(Natural-language object grounding data)
----------------------------------------

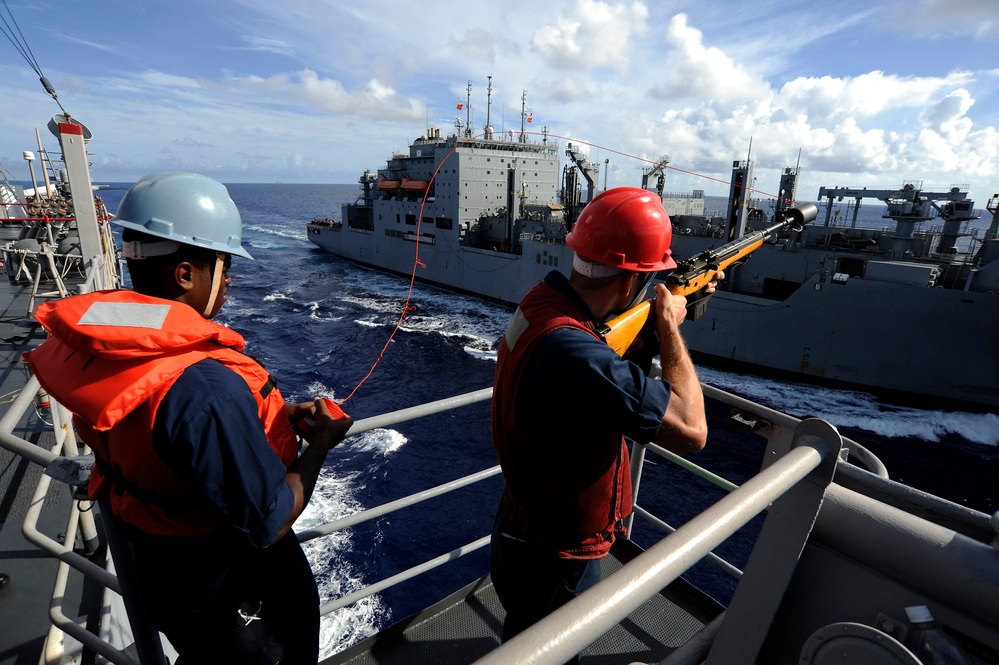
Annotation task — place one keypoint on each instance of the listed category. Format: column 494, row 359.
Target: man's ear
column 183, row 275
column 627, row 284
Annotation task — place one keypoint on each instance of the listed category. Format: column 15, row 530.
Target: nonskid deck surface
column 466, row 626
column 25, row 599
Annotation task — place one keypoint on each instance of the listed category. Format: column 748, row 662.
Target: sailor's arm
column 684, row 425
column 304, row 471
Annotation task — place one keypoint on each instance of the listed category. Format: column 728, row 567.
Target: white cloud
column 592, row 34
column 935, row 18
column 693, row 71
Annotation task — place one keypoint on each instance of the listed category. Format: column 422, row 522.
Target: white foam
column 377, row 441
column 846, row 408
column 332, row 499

----------------------------------------

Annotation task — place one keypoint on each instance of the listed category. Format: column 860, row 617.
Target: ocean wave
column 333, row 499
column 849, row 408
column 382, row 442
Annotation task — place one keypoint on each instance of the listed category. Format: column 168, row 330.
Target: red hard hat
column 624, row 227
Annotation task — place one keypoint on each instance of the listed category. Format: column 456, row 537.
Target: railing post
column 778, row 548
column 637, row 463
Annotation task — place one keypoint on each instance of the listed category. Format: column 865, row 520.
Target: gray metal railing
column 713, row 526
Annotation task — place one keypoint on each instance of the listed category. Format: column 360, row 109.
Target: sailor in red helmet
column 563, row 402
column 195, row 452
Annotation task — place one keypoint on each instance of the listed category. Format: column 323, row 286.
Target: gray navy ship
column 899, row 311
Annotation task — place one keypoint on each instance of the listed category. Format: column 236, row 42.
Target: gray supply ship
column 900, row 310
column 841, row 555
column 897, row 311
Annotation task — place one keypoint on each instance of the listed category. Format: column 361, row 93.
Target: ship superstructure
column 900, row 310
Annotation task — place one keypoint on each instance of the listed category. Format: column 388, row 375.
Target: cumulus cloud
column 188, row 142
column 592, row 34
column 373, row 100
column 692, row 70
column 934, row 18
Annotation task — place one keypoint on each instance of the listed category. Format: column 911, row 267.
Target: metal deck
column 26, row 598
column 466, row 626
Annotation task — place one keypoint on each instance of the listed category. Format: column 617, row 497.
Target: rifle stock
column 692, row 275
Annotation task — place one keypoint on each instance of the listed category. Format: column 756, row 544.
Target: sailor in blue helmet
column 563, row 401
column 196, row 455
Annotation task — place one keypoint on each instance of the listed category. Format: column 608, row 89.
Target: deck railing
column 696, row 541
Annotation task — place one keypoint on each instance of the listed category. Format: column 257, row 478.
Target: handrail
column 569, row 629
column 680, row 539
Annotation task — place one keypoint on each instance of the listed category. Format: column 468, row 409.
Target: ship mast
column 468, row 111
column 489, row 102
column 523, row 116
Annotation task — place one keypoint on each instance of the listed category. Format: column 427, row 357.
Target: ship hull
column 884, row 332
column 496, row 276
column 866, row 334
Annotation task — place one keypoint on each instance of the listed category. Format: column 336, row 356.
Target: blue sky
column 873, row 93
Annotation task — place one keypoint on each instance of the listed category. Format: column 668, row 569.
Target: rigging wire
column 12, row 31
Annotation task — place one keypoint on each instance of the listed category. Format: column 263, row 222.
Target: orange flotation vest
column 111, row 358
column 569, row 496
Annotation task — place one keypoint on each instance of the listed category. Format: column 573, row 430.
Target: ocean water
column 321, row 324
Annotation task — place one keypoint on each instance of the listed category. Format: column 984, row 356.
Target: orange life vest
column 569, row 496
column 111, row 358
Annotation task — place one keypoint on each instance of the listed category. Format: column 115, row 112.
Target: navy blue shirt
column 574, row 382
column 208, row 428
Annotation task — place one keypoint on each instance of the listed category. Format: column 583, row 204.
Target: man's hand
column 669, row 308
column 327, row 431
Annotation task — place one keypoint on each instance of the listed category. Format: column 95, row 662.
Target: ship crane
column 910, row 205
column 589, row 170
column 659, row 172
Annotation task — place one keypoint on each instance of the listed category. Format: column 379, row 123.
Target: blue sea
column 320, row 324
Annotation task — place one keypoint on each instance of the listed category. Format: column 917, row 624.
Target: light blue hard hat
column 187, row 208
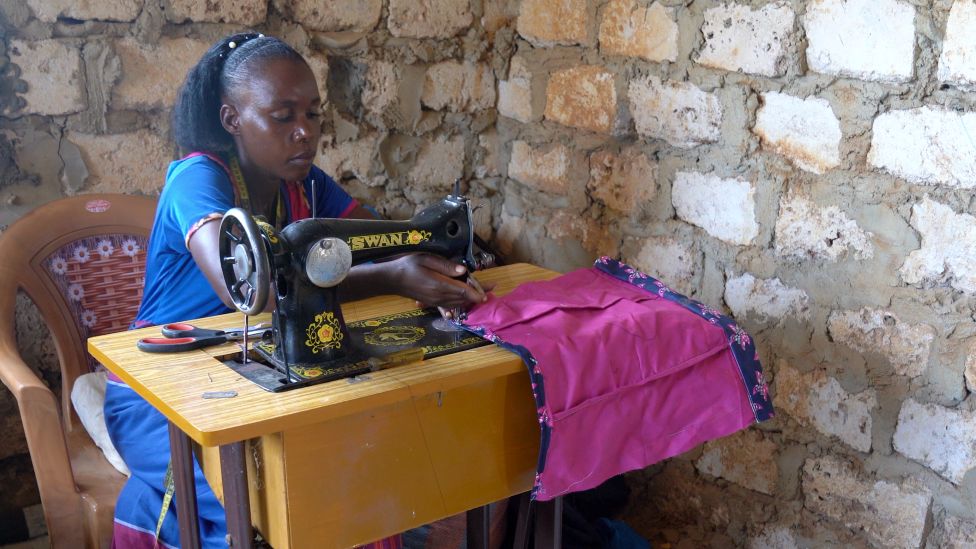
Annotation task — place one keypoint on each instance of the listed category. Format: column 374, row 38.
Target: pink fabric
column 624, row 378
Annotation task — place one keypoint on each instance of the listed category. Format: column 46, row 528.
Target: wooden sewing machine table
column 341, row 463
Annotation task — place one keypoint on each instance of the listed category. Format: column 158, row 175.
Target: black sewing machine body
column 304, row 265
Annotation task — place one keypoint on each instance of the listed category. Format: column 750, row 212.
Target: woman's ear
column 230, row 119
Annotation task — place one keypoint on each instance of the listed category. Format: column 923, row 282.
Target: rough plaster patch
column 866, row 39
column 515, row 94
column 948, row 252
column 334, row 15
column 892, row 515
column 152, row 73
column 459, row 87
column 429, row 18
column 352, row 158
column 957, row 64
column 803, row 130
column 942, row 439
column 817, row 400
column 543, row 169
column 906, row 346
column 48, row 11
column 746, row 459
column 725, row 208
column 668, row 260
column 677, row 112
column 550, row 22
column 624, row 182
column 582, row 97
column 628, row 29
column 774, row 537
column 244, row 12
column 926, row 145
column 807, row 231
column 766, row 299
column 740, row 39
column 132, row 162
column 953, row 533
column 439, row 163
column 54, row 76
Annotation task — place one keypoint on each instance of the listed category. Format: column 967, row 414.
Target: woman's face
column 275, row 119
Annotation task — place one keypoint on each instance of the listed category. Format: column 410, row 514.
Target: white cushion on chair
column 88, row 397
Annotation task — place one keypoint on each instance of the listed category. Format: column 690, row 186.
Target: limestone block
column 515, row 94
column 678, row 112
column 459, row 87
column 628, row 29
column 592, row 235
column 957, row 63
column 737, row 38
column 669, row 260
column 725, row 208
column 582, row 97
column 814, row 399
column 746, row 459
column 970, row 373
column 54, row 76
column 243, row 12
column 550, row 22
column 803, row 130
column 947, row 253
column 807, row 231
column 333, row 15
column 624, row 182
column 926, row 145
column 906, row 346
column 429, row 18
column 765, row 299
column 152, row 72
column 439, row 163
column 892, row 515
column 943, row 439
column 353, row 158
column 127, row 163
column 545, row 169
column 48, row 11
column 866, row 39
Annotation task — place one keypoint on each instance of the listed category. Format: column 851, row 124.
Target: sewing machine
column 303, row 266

----------------------------------------

* [Directions]:
Taking the entries above, write out exactly each line from the one holding "263, row 222." to the one holding "115, row 112.", both included, and stop there.

* [Completed task]:
Annotation task — place one keypoint on each instance of the listed category. Format: column 263, row 222.
Target: orange flotation vest
column 111, row 358
column 569, row 496
Annotation task — place one keypoint on each instance of the listed category. Format: column 573, row 430.
Target: ocean water
column 321, row 324
Annotation task — place one keypoint on each instance of the listed category. Format: column 984, row 356.
Target: orange life vest
column 569, row 496
column 111, row 358
Annotation task — place one keypoint on each instance of the listed category. Format: column 115, row 112.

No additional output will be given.